- [How to complete this task] From the data, copy out every line in which the word "window" appears.

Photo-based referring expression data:

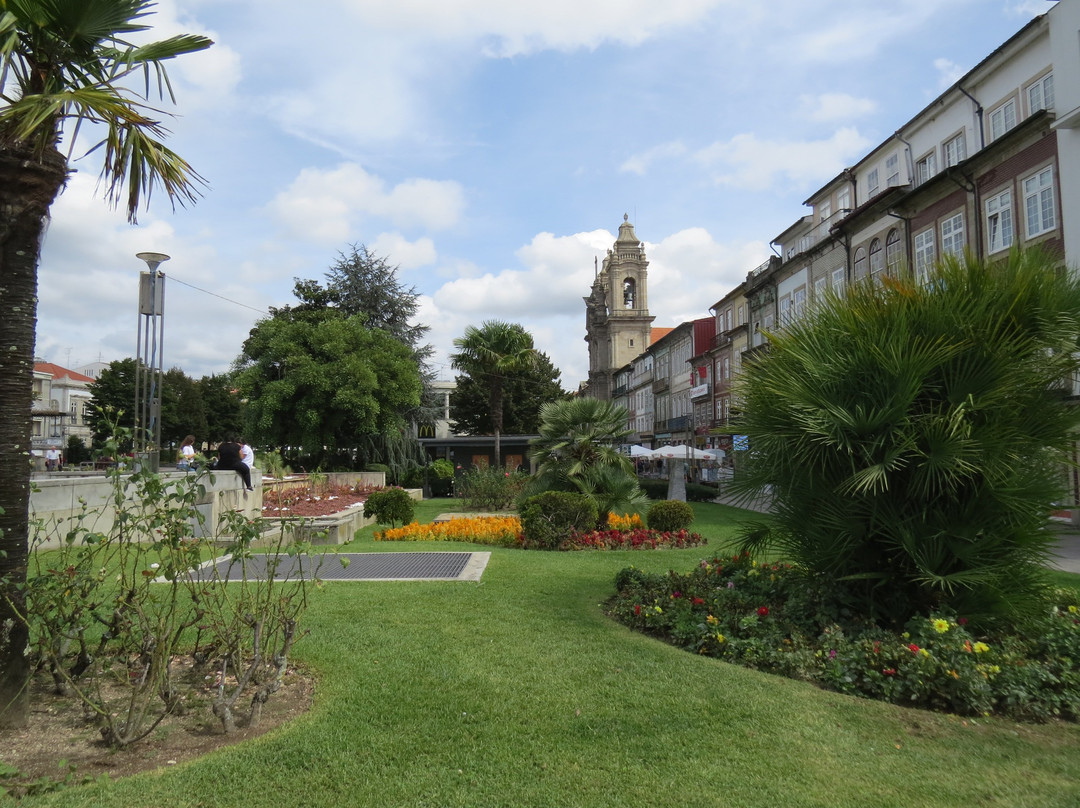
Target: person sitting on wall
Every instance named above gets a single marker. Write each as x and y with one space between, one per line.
228 457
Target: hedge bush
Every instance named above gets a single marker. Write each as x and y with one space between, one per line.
389 507
670 515
550 519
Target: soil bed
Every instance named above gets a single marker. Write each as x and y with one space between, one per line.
306 502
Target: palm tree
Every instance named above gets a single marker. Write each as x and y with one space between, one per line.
65 68
578 450
489 354
913 436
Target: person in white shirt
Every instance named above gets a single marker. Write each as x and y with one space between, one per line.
246 454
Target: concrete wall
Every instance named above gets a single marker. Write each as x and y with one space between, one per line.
58 500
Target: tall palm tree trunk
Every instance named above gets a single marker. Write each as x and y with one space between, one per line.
27 189
496 406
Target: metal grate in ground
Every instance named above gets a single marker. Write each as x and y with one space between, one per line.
360 567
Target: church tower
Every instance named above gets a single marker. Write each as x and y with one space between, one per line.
617 312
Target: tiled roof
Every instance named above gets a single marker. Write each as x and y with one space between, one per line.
59 373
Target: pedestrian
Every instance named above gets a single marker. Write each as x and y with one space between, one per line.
246 454
228 458
187 458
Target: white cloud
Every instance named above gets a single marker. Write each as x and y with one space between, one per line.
948 72
753 163
835 107
688 272
326 206
401 252
511 29
640 163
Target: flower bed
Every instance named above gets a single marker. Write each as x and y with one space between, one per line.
769 618
321 500
507 532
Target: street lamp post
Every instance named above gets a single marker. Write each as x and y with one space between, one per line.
149 361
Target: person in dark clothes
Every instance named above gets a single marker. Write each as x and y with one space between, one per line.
228 457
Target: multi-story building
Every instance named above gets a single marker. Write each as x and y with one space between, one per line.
61 407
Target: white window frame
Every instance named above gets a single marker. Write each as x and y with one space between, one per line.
876 258
892 171
1040 94
893 252
955 150
1038 189
953 236
926 167
872 183
999 226
923 254
1002 119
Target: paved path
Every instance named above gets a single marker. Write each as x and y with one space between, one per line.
1068 541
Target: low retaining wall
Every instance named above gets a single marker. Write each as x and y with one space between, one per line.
58 498
336 528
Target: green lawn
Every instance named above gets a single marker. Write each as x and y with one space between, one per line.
517 691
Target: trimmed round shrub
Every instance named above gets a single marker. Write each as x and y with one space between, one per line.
549 519
390 507
670 515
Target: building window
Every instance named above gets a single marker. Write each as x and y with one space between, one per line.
1039 202
1002 119
877 258
999 221
923 254
892 253
872 184
926 167
1040 95
953 236
860 265
955 150
892 171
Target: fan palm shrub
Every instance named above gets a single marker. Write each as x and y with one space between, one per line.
577 450
913 436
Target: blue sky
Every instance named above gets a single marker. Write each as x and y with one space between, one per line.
490 148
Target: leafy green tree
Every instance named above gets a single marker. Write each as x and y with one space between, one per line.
324 381
363 284
577 449
523 393
490 354
112 400
62 65
221 407
913 438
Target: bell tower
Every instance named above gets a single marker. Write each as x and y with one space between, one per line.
618 324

- [Result of the exercise]
Target: white window frame
Target: building window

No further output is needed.